— WHAT YOU NEED TO DO —
When the word "field" appears in a line of the data below, list that line.

— RECORDS TO PROCESS —
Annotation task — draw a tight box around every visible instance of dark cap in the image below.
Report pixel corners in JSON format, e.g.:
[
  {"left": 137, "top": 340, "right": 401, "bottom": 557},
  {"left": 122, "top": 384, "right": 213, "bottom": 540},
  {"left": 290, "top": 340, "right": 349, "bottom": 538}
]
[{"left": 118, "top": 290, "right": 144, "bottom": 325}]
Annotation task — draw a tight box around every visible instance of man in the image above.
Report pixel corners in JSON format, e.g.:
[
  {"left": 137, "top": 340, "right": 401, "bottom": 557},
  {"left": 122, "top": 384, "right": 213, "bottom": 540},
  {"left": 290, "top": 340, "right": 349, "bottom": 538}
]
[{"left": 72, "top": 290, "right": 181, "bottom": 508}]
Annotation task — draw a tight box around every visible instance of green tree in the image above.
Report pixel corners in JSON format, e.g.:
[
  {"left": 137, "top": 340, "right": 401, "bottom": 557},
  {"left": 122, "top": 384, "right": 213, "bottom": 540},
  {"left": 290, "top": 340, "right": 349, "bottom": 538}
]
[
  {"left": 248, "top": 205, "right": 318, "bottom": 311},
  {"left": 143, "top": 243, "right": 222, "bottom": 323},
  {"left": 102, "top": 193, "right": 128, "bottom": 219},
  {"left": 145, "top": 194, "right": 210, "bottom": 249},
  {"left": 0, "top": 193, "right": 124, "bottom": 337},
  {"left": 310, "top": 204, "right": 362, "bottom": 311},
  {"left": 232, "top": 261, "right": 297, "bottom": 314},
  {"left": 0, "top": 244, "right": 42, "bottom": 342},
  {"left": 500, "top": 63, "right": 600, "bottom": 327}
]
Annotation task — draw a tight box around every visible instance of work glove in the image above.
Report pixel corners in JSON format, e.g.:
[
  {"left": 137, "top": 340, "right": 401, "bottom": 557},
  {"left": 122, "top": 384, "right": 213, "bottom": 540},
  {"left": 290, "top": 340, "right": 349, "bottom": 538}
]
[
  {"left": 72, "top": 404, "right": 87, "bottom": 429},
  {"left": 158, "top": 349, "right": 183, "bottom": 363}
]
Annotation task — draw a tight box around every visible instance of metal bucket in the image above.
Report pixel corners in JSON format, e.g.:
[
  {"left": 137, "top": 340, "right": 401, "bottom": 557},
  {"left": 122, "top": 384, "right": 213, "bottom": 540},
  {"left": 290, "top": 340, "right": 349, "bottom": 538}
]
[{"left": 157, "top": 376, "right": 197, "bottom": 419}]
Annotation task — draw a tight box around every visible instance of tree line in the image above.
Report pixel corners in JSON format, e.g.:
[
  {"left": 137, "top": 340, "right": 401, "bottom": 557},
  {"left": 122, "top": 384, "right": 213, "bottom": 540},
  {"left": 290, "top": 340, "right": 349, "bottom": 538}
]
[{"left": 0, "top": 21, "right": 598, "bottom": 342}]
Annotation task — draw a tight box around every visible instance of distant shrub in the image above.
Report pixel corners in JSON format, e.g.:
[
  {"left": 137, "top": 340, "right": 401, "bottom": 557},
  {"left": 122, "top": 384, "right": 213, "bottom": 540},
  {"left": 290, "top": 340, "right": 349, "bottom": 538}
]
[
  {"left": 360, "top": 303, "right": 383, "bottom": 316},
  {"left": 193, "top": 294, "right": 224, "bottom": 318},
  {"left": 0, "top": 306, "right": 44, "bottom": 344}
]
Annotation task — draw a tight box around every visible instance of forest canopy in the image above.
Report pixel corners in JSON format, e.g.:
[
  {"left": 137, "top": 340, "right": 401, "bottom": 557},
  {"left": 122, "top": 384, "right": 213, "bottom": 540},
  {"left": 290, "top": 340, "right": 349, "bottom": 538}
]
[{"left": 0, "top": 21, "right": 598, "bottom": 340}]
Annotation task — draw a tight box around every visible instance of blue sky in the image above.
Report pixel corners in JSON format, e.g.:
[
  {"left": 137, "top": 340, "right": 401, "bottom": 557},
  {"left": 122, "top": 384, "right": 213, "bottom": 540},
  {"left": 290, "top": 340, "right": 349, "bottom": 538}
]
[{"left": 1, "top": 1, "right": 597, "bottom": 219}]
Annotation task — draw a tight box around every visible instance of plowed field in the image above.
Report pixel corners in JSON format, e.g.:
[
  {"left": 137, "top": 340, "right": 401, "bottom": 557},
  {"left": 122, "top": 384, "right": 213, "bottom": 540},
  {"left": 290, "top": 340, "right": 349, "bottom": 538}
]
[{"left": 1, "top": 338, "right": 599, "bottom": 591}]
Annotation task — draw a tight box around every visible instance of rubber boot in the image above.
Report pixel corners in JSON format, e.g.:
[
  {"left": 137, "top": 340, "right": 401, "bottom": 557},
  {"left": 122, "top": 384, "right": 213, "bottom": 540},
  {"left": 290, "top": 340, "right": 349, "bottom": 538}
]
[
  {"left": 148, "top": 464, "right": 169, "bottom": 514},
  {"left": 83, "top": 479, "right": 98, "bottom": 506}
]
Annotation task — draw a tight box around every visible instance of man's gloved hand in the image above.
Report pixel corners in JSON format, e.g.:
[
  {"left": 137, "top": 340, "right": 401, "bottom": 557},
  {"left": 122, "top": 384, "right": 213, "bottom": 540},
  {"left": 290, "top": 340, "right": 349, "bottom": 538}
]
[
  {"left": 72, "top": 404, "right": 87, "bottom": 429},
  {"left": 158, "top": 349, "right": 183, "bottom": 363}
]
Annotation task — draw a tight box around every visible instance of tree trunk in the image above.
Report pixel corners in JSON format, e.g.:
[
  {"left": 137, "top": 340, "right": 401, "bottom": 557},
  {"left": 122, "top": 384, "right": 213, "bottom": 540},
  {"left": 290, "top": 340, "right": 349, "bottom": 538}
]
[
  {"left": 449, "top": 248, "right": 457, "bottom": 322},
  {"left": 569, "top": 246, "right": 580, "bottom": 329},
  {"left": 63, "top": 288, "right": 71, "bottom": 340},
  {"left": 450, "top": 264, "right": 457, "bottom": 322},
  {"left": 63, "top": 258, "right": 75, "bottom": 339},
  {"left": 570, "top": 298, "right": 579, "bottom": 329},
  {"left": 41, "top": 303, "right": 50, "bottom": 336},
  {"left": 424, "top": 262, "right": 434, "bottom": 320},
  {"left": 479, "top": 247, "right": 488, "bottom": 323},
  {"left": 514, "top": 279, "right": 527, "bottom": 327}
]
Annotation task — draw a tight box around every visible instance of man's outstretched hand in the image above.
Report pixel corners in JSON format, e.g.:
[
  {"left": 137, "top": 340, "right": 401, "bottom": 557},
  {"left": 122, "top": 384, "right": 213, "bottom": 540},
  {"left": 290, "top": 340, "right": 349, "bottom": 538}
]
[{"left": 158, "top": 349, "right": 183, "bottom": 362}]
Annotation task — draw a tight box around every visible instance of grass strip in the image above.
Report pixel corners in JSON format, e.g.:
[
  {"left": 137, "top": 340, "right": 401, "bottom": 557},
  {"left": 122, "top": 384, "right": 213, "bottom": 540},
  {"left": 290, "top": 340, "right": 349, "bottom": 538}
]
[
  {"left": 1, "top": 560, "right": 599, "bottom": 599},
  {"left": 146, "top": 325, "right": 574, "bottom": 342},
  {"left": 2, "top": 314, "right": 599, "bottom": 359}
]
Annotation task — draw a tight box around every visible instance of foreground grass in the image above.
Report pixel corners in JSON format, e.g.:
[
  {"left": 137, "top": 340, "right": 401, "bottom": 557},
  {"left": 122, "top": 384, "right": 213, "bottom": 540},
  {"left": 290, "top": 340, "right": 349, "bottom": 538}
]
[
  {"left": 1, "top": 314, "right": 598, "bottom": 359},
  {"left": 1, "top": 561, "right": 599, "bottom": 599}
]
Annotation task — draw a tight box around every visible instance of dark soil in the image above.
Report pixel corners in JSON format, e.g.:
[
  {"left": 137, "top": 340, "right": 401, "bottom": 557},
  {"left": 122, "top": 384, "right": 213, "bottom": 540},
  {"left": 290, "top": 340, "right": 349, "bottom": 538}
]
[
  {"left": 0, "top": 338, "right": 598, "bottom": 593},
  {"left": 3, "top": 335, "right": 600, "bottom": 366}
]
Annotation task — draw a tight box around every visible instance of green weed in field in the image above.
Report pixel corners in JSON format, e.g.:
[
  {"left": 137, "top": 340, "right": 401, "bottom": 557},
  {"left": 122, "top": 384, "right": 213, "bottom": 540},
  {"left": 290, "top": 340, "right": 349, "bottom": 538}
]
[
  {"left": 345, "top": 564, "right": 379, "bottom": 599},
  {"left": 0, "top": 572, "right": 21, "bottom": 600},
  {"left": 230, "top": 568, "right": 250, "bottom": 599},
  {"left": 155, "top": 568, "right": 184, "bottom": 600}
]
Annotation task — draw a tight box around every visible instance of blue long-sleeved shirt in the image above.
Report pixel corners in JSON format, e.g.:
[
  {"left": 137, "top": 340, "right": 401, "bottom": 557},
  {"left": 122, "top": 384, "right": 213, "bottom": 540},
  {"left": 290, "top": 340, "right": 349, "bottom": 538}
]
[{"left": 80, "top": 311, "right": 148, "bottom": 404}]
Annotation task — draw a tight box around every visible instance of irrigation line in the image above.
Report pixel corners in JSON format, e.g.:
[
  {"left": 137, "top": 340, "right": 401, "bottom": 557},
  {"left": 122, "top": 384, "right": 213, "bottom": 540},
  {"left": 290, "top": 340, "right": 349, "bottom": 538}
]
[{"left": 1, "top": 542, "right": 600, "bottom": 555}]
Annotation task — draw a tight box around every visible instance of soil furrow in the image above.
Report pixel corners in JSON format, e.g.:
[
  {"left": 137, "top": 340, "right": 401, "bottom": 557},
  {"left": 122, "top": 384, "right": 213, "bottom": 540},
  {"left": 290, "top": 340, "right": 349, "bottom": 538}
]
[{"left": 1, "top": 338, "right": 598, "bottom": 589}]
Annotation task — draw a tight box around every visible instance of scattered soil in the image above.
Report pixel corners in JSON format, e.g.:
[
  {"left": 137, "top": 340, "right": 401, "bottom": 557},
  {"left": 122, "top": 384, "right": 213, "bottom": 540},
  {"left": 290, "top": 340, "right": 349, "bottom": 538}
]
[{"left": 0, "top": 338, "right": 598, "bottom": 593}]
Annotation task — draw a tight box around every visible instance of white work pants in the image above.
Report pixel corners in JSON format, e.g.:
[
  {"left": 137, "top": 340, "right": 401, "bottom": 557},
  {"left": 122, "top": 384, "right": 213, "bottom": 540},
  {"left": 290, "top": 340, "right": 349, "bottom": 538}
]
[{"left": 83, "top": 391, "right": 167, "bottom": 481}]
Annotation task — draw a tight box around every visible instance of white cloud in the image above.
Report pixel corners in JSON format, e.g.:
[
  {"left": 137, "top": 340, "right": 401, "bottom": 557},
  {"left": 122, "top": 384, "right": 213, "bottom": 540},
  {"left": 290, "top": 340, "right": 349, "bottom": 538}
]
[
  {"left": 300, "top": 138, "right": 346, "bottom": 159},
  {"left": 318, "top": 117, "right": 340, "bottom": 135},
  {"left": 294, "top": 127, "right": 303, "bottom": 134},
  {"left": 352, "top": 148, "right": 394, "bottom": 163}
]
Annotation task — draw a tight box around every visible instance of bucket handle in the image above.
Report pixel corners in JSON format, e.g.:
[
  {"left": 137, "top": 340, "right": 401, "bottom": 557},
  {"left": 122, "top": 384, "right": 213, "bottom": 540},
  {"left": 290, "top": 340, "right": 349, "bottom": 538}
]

— RESPONSE TO THE EXERCISE —
Annotation task — draw a tight box around every visible instance of plowed field in the image above.
Annotation task — draw a tight box around every visible instance of green weed in field in the image above.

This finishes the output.